| PROMPT A |
List every Mac operating system version named in the OS X commentary.
| PROMPT B |
Extend the commentary on the OS X gold master past its final sentence.

| DOCUMENT PASSAGE |
──────────

12 , 2001
It's hard to believe it's finally happening. OS X has gone gold master and is now on its way to manufacturing for final shipment March 24. We've been waiting, what, six years for Apple's next-generation OS? And now Apple has given the first definitive sign that it will actually come together and make its way onto users' desktops in final form.
At some level I won't believe in OS X until I load it up and see my hard disk mount. After all, ship dates have been announced in the past, with no new product to show for it. But this time it looks to be for real.
I suppose this means we all have to start thinking about whether or not we're actually going to install it. I, for one, will. I have nothing to lose on the G4 in the office, and I have an obligation to you to try it out with the applications you use regularly and report on the results.
Of course, nobody can try out everything, and, in many cases, you're going to have to rely on assurances from Apple and your vendors that everything will be all right. For instance, are you going to upgrade your Avid system to OS X? We already know Adobe's not Carbonizing its apps for OS X in the near future. And what about all those Photoshop and After Effects filters you've collected over the years? What happens when those plugins stay Classic, while the applications go native? Or vice versa? Will my Media 100 system crash when I try to export to Real format?
Assurances.... They don't help much when a glitch causes you to loose a client, do they? So should you just keep running OS 8.6 or 9.x? Well, that's just the thing. Maybe if you plan never to add any new hardware or software to your system, sure. For that matter, you could go back to your Mac IIfx and run System 6. (It's actually faster in many real-world situations than the fastest Macs or peecees on the market now. But that's mainly owing to the low overhead of the OS.)

──────────

Stored data entries:
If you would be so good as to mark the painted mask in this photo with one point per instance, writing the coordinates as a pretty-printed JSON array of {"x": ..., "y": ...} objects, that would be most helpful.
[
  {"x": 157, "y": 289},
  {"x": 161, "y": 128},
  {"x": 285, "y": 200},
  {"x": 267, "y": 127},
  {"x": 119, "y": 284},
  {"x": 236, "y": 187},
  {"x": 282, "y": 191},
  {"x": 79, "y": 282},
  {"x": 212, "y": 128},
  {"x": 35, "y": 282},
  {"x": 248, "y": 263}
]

──────────

| TASK RESPONSE A |
OS X, OS 8.6, 9.x, System 6

| TASK RESPONSE B |
But most of you will need to add new hardware and software at some point. And, at some point, you're going to stop finding hardware and software that runs under OS 9, just as, when we made the switch to PowerPC, we stopped finding hardware and software that would work on the old 68K machines.
Yep, it looks like you're about to take a little ride on the OS X crazy train, like it or not. You'll be able to put it off, oh, maybe five months, but it's coming. After this summer, you won't even be able to buy a new Mac with anything other than OS X installed. At least this seems to be the plan.
Your best course of action, given free time that you probably don't have, would be to load OS X on a spare system and slowly add components and test them out as you go. Meanwhile, you keep your critical hardware and software running on an OS 9 system until you're sure everything's going to work on the new one.
I know there's trepidation about this out there. But let's not forget the armies of Macintosh creative professionals who constantly upgrade to the latest and greatest and still manage to get the job done. Granted, theyor wespend a lot of money and waste a bit of time fixing up incompatibilities, but, in the end, it all works out, and we're more knowledgeable about our machines for the experience.
So should you upgrade to OS X right away? Short answer, yes. Slightly less short answer: Upgrade one of your systems, and see how it works out. Either way, don't come crying to me if something goes wrong and you can't meet a production deadline. We Mac users are the bold and the brave, not some bunch of peecee lemmings waiting for the other guy to take the first leap off the Windows cliff. Drink a bottle of whiskey and install it. Pull out your electric guitar and rock out while it's starting up. If it crashes, stick your guitar through your screen and go steal another one. This is OS X, brother! And that "X" don't stand for no "xylophone." It stands for the "X"es you'll see in your enemies eyes as they fall before our symmetric multiprocessing onslaught! Dos Equis, baby! Let loose the dogs of war!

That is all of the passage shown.